**WHAT IS REQUIRED:**
Go through the material and set down every line without alteration.

**RECORDS FOR PROCESSING:**
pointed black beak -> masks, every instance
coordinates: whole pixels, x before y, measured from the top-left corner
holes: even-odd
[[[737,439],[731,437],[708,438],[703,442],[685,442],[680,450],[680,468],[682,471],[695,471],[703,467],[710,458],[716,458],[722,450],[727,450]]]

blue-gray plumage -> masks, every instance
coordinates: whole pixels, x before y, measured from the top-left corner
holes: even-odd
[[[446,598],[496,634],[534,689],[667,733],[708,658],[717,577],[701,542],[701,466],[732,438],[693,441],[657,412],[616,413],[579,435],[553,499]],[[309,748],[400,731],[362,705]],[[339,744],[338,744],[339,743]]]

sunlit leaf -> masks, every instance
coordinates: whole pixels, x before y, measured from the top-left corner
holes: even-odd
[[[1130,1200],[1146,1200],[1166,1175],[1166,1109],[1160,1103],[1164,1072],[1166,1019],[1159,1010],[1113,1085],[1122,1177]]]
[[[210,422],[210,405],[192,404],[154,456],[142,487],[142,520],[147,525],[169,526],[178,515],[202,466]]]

**SOLUTION TO THIS TASK:**
pointed black beak -> masks, every instance
coordinates: whole pixels, x before y, measured from the top-left corner
holes: even-odd
[[[737,439],[731,437],[708,438],[703,442],[685,442],[680,450],[680,468],[682,471],[695,471],[703,467],[710,458],[716,458],[722,450],[727,450]]]

blue-gray plumage -> masks, every instance
coordinates: whole pixels, x before y, measured from the top-left corner
holes: even-odd
[[[446,598],[496,634],[534,689],[667,733],[708,658],[717,577],[701,542],[701,466],[732,438],[693,441],[657,412],[616,413],[579,435],[553,499]],[[309,748],[400,731],[362,705]],[[339,744],[338,744],[339,743]]]

sunlit leaf -> masks, every instance
coordinates: whole pixels, x before y, measured from the top-left corner
holes: even-odd
[[[1130,1200],[1146,1200],[1166,1175],[1166,1109],[1160,1103],[1164,1072],[1166,1019],[1159,1010],[1113,1085],[1122,1177]]]
[[[210,422],[210,405],[192,404],[154,456],[142,487],[142,520],[147,525],[169,526],[178,515],[202,466]]]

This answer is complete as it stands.